TASK:
Write out the whole listing again, exactly as given.

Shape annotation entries
+ + + +
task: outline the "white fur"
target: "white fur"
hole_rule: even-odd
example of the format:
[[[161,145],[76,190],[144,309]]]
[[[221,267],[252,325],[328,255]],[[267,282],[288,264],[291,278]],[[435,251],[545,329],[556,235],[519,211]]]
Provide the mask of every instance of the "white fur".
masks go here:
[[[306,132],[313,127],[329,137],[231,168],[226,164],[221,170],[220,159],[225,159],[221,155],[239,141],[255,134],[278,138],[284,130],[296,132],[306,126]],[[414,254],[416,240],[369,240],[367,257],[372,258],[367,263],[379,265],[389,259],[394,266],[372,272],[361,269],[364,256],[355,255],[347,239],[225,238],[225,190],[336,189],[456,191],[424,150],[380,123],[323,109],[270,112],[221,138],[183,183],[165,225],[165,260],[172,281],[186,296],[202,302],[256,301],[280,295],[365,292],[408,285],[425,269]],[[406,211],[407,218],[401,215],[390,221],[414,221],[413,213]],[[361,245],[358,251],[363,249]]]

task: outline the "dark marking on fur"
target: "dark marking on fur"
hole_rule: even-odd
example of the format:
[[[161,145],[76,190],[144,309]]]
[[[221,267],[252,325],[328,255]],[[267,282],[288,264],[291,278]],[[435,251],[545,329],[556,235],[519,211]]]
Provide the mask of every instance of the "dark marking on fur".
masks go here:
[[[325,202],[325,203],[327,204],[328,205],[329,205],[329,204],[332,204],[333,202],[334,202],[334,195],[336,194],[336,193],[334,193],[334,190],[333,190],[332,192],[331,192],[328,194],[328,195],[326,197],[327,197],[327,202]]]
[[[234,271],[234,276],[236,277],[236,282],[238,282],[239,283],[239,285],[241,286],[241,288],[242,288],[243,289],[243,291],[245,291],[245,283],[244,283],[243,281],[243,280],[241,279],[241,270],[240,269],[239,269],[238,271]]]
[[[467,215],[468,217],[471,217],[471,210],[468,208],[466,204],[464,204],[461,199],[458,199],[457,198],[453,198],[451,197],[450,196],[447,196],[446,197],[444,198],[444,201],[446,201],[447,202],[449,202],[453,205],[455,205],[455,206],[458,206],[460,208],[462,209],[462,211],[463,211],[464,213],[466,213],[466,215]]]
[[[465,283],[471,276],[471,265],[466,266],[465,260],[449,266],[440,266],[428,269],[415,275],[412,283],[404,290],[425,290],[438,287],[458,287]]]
+ + + +
THE ANSWER:
task: outline the "white fur"
target: "white fur"
hole_rule: even-odd
example of the format:
[[[161,145],[76,190],[144,309]]]
[[[221,267],[252,325],[328,255]],[[267,282],[288,264],[291,278]],[[435,251],[545,329],[556,235],[519,211]]]
Provide the mask of every instance of the "white fur".
masks go here:
[[[306,132],[313,127],[329,137],[231,168],[226,164],[221,170],[220,159],[225,159],[221,155],[239,141],[255,134],[278,138],[284,130],[296,132],[306,126]],[[414,254],[416,240],[369,240],[367,257],[372,258],[367,263],[379,265],[389,259],[394,266],[372,272],[361,269],[364,256],[355,255],[347,239],[225,238],[225,190],[336,189],[456,191],[424,150],[380,123],[323,109],[270,112],[221,138],[183,183],[165,225],[165,260],[172,281],[186,296],[202,302],[256,301],[280,295],[365,292],[408,285],[425,269]],[[406,211],[407,218],[401,215],[390,221],[414,221],[413,213]],[[361,245],[358,251],[363,249]]]

task: outline the "dark marking on fur"
target: "dark marking on fur"
hole_rule: even-odd
example of the format:
[[[161,145],[76,190],[144,309]]]
[[[221,267],[252,325],[328,255]],[[267,282],[288,264],[291,278]],[[435,251],[545,329],[556,235],[519,211]]]
Provide the mask of every instance of the "dark marking on fur".
masks go here:
[[[325,202],[325,203],[327,204],[328,205],[329,205],[329,204],[332,204],[333,202],[334,202],[334,195],[336,194],[336,193],[334,193],[334,190],[333,190],[332,192],[331,192],[328,194],[328,195],[326,197],[327,197],[327,202]]]
[[[234,271],[234,276],[236,277],[236,282],[238,282],[239,283],[239,285],[241,286],[241,288],[242,288],[243,289],[243,291],[245,291],[245,283],[244,283],[243,281],[243,280],[241,279],[241,270],[240,269],[239,269],[238,271]]]
[[[467,215],[468,217],[471,217],[471,210],[468,208],[466,204],[464,204],[461,199],[458,199],[457,198],[453,198],[451,197],[450,196],[447,196],[446,197],[444,198],[444,201],[446,201],[447,202],[449,202],[453,205],[455,205],[455,206],[458,206],[460,208],[462,209],[462,211],[463,211],[464,213],[466,213],[466,215]]]
[[[465,283],[471,276],[471,265],[466,266],[465,260],[449,266],[440,266],[428,269],[415,275],[412,283],[404,290],[425,290],[438,287],[458,287]]]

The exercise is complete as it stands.